JOB:
Please return every line of the data below that contains the string "white".
--- Start of RECORD LIST ---
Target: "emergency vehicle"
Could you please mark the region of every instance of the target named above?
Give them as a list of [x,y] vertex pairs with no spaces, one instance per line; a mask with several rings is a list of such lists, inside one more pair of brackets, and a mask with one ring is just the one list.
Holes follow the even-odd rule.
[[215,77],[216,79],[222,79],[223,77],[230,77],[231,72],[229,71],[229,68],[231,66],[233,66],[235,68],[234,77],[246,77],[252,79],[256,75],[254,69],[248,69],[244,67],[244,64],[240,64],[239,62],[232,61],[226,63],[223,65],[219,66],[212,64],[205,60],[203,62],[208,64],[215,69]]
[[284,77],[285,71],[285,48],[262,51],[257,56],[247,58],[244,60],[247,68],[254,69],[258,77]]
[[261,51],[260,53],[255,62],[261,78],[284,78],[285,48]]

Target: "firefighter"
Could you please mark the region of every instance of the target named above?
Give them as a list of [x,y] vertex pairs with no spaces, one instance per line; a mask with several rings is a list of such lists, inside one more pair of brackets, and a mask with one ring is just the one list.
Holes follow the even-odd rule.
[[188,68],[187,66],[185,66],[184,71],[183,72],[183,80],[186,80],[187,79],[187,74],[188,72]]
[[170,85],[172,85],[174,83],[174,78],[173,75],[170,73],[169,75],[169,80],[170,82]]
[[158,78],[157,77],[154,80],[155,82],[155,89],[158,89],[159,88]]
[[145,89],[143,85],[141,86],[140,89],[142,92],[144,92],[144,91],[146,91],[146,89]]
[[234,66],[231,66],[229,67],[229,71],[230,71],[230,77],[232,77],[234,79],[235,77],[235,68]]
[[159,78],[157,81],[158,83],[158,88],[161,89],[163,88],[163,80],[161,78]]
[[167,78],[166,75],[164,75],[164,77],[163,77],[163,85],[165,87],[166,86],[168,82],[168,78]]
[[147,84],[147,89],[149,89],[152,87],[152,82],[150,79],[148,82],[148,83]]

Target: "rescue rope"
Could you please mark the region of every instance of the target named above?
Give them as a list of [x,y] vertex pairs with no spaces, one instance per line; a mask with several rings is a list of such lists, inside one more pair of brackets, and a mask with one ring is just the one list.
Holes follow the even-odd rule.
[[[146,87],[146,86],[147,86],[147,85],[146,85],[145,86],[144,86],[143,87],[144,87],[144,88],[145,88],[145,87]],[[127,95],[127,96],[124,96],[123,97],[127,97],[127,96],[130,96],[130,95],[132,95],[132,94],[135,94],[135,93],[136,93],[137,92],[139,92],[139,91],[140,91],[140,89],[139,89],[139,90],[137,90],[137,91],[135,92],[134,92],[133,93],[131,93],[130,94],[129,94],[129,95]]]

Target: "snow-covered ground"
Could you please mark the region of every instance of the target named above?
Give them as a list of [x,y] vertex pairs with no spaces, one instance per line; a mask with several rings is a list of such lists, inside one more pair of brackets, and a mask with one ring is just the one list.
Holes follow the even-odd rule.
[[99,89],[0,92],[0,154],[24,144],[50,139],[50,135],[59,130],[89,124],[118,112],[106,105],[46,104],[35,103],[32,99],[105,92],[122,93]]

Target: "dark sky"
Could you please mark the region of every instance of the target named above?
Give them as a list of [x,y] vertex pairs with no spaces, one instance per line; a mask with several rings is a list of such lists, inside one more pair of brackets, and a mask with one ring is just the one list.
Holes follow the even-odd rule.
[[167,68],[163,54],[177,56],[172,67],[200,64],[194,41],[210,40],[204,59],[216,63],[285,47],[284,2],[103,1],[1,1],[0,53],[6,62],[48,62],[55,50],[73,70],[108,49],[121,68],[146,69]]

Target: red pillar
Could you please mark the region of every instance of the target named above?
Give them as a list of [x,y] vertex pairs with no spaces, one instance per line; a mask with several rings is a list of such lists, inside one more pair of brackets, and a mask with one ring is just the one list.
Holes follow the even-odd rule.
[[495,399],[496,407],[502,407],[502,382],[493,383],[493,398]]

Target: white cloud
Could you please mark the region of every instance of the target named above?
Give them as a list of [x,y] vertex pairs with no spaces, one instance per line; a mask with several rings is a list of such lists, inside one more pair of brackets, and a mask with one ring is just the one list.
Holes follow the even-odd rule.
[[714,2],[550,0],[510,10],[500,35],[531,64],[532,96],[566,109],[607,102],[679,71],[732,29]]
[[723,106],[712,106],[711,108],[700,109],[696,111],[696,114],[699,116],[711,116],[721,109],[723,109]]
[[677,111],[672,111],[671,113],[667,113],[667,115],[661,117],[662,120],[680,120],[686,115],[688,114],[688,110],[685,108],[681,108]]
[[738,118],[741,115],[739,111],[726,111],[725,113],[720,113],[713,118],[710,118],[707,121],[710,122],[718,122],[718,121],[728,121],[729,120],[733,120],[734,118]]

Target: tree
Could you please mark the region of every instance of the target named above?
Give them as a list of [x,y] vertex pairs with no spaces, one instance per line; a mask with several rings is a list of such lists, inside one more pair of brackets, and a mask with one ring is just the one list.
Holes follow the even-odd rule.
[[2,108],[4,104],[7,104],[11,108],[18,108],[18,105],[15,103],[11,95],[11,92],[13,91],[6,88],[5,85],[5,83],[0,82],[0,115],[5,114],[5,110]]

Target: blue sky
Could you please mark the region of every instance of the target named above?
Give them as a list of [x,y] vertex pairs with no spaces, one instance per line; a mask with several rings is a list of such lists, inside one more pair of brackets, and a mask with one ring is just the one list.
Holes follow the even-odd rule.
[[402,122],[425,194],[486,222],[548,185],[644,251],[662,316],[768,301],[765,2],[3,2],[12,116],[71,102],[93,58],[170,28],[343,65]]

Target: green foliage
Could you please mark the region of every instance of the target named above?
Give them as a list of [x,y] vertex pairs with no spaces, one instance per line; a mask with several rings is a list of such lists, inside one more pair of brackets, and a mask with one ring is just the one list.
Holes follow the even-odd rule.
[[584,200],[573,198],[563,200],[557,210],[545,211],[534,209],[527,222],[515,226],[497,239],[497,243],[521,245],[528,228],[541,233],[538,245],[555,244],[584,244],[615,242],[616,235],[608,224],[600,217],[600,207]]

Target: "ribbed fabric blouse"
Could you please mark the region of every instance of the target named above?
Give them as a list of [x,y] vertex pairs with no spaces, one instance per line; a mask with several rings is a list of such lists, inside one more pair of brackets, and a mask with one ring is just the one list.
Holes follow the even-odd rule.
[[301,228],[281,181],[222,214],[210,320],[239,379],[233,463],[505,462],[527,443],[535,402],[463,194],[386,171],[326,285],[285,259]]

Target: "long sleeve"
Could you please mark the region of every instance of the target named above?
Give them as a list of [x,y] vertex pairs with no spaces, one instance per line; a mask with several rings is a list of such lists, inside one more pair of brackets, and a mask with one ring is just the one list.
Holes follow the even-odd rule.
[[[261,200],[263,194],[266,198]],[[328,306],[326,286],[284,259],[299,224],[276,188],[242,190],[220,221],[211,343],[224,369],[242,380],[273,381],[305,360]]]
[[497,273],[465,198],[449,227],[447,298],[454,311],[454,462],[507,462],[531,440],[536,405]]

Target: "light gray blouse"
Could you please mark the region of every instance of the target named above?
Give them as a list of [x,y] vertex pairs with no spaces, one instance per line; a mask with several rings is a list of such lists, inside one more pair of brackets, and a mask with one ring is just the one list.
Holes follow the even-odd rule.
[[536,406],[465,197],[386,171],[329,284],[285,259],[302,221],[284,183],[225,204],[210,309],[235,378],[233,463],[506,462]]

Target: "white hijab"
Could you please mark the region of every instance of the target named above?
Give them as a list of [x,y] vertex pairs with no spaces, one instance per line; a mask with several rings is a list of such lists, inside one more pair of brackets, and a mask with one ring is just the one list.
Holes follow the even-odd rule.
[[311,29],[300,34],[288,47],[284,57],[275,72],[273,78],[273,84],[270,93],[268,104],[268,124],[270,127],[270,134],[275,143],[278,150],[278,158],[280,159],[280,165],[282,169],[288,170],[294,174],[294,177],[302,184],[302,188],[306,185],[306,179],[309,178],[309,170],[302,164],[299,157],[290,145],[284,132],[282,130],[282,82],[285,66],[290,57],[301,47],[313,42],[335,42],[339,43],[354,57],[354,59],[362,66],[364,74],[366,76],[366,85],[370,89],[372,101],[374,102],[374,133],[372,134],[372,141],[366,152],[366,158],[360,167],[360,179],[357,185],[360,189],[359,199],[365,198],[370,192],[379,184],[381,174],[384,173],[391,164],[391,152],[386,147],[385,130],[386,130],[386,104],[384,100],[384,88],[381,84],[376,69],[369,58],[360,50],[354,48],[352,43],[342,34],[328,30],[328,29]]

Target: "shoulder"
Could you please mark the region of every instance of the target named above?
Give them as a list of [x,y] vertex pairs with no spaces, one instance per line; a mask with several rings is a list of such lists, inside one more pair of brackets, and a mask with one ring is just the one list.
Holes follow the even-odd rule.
--- End of RECORD LIST ---
EXERCISE ANSWER:
Target: white cloud
Target: "white hijab"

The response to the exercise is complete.